> _What the task requires_
In the listing below, find every line with the string "segment" and pull it out.

> _Input data_
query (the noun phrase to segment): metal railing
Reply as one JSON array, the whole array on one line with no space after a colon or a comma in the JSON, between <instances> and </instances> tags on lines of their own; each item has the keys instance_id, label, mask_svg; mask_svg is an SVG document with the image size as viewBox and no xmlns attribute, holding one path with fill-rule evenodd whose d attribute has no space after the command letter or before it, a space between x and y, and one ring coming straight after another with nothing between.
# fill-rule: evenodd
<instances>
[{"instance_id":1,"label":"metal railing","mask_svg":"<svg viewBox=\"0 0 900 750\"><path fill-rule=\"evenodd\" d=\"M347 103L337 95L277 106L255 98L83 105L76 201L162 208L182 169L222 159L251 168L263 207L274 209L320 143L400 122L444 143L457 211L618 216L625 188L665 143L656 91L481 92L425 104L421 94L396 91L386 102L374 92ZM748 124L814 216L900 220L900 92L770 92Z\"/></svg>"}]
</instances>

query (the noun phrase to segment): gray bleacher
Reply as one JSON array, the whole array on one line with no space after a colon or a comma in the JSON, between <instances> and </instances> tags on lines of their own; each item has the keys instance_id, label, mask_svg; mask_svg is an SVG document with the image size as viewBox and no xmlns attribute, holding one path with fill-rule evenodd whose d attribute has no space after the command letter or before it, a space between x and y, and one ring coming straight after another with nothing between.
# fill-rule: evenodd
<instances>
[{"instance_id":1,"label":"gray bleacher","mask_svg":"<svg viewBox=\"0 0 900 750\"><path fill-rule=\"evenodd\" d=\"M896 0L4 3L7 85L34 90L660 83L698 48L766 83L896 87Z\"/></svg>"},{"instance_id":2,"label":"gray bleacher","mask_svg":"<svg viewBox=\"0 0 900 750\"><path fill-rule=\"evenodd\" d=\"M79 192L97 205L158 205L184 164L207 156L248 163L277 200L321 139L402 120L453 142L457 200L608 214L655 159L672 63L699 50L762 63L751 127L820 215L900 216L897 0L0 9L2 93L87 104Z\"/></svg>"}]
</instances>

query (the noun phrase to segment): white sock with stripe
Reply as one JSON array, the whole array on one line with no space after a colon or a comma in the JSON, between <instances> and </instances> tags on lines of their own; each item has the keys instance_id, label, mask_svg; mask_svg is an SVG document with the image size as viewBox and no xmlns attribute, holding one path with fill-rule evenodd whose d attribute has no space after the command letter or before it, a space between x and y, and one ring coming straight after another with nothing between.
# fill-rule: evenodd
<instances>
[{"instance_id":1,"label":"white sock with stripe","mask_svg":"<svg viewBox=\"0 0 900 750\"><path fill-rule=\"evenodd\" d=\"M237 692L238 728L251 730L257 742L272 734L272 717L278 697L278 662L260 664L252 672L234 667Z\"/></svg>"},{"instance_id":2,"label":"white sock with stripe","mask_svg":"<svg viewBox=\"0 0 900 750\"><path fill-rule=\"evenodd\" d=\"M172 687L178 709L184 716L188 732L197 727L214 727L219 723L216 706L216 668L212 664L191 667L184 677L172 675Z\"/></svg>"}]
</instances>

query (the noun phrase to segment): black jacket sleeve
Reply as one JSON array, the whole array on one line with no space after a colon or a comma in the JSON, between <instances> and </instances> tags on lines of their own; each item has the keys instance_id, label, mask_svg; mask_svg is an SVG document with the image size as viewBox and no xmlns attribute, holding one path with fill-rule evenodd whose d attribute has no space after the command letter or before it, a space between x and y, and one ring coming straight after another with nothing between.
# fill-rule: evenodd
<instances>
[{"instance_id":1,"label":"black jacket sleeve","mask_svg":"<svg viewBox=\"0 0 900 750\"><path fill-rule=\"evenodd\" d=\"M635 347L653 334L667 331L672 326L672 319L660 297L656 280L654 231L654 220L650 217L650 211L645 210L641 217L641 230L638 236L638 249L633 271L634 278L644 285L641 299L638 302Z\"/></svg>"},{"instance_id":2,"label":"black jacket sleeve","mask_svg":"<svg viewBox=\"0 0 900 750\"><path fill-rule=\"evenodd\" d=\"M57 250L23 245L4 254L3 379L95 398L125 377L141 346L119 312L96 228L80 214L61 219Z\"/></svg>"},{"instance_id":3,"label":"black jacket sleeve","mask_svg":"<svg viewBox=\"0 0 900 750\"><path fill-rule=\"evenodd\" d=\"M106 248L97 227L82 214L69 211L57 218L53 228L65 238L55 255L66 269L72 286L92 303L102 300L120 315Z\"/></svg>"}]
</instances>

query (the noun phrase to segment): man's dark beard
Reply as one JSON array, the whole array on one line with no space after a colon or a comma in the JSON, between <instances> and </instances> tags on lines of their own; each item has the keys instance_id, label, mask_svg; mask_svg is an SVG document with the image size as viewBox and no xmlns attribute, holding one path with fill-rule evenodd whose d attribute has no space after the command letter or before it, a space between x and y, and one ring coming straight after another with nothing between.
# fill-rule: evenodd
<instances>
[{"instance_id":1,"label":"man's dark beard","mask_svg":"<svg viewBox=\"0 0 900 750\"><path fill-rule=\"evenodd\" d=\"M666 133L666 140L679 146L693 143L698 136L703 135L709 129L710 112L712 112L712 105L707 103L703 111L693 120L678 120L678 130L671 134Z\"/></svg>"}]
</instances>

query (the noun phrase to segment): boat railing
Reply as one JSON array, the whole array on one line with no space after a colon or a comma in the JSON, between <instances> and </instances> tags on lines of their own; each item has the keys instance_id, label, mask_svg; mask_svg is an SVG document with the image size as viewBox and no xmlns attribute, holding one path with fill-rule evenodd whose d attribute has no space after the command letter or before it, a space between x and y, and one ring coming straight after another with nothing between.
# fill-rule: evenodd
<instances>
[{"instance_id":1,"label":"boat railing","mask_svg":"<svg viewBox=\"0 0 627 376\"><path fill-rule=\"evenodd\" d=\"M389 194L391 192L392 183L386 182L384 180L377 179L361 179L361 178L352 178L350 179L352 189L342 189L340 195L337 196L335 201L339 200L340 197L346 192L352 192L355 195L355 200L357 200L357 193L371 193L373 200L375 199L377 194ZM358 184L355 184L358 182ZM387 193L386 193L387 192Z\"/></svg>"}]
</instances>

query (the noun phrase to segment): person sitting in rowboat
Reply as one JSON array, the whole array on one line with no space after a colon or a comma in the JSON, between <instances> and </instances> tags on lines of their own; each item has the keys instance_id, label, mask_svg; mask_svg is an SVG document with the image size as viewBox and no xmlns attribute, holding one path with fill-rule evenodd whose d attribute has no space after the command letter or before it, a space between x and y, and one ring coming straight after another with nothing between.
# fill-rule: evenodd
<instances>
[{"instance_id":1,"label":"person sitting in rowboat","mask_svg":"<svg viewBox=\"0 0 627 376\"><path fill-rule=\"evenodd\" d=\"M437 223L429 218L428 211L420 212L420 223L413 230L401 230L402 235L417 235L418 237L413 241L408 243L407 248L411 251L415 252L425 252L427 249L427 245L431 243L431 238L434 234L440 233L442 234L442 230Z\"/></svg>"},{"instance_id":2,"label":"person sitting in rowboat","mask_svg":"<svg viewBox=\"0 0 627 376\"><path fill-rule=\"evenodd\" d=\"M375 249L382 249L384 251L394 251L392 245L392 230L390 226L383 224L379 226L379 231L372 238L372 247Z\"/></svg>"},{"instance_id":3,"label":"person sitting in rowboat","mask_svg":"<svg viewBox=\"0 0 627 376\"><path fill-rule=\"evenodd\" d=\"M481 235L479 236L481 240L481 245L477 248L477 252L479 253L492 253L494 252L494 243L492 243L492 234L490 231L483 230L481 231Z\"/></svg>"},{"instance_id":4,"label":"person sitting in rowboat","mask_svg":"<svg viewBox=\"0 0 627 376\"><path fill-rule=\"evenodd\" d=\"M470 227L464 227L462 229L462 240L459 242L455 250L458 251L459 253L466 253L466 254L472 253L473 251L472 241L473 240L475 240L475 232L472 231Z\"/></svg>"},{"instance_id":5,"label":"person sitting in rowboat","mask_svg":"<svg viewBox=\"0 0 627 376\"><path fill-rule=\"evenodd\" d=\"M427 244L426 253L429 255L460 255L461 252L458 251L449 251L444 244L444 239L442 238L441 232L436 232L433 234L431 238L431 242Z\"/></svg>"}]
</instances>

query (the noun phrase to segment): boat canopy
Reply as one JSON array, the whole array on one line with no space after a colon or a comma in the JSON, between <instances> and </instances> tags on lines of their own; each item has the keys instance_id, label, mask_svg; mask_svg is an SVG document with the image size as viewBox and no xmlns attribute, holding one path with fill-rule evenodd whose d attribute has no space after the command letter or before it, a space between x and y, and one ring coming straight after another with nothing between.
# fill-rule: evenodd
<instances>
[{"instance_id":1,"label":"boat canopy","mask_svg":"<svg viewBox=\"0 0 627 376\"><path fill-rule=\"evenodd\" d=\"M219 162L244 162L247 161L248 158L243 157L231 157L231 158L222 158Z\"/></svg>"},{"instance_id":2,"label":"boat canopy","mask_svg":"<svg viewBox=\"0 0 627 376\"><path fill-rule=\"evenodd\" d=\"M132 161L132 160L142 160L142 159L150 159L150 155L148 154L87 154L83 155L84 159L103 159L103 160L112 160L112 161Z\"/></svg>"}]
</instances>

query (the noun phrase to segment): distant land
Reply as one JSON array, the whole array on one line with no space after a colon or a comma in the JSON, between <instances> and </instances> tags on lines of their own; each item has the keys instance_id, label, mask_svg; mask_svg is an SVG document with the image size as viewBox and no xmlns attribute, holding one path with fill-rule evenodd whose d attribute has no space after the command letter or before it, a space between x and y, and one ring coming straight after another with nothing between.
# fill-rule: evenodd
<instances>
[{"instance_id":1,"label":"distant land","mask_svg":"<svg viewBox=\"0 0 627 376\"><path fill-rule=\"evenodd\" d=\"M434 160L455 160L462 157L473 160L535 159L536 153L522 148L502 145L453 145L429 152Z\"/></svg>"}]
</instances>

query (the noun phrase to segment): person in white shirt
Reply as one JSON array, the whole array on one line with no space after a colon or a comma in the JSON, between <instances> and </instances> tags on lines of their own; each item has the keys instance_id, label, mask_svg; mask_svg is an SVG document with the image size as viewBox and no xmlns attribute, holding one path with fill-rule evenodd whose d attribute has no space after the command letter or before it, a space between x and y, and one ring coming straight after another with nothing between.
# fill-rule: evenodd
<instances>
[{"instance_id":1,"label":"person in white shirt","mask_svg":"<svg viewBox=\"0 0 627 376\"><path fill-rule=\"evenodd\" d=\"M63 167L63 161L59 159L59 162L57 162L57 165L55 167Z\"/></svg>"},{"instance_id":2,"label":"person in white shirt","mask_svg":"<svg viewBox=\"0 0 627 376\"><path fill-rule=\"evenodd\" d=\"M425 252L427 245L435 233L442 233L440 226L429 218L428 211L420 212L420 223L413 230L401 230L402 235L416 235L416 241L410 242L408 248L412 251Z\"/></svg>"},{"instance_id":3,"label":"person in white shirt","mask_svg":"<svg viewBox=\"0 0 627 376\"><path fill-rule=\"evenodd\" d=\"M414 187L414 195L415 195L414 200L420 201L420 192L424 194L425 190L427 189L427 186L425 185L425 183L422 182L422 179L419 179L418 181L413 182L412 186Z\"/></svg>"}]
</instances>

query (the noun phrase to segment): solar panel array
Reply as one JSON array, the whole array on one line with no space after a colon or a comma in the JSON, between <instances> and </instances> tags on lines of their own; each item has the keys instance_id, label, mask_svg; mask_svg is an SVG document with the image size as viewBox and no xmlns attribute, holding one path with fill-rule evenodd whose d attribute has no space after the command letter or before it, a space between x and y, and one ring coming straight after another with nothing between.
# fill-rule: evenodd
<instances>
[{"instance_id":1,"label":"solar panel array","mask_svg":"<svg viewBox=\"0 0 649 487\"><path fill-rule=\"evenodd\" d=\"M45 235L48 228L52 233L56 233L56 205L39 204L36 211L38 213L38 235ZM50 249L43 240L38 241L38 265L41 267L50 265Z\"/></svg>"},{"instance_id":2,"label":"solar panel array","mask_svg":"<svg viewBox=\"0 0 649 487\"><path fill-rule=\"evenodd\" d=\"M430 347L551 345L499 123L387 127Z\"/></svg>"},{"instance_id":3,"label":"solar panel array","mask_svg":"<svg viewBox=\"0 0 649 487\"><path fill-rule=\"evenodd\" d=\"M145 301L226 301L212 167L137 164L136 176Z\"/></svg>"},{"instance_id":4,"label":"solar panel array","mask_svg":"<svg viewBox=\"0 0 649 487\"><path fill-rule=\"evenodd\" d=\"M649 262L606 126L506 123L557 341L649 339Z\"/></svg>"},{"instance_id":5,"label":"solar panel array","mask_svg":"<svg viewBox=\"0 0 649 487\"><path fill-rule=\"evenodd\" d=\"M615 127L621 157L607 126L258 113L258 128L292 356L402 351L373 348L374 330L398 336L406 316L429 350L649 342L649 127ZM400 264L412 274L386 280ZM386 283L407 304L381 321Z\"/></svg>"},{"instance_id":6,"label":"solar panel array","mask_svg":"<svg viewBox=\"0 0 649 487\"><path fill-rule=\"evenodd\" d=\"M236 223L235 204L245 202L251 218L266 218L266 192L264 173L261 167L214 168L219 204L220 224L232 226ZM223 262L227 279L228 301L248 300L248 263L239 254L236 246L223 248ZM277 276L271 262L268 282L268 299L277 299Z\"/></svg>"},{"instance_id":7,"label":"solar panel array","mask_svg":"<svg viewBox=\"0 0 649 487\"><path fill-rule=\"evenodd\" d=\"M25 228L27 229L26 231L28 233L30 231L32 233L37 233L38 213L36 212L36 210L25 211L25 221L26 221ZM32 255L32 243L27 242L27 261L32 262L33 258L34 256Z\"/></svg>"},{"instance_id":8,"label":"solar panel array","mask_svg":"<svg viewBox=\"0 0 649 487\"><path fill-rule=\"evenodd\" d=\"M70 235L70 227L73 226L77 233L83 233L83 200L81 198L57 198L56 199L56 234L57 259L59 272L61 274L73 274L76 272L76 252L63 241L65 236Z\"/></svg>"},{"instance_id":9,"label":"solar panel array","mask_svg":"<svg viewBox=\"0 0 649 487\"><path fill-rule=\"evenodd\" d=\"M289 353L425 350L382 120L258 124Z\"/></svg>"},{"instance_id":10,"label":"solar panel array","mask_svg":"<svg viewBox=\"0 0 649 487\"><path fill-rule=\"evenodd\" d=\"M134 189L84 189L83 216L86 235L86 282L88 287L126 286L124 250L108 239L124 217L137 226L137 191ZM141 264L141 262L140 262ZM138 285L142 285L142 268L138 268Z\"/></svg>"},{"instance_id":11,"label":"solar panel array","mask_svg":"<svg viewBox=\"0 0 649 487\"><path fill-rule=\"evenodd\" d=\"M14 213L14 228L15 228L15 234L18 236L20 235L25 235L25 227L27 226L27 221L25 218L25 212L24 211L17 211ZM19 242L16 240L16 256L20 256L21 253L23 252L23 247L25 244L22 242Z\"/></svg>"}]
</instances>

> _Answer_
query (the noun phrase to segment): metal railing
query (the noun phrase to segment): gray bleacher
query (the noun phrase to segment): white sock with stripe
query (the noun phrase to segment): black jacket sleeve
query (the noun phrase to segment): man's dark beard
query (the noun phrase to segment): boat railing
query (the noun phrase to segment): person sitting in rowboat
query (the noun phrase to segment): boat canopy
query (the noun phrase to segment): distant land
query (the noun phrase to segment): person in white shirt
query (the noun phrase to segment): solar panel array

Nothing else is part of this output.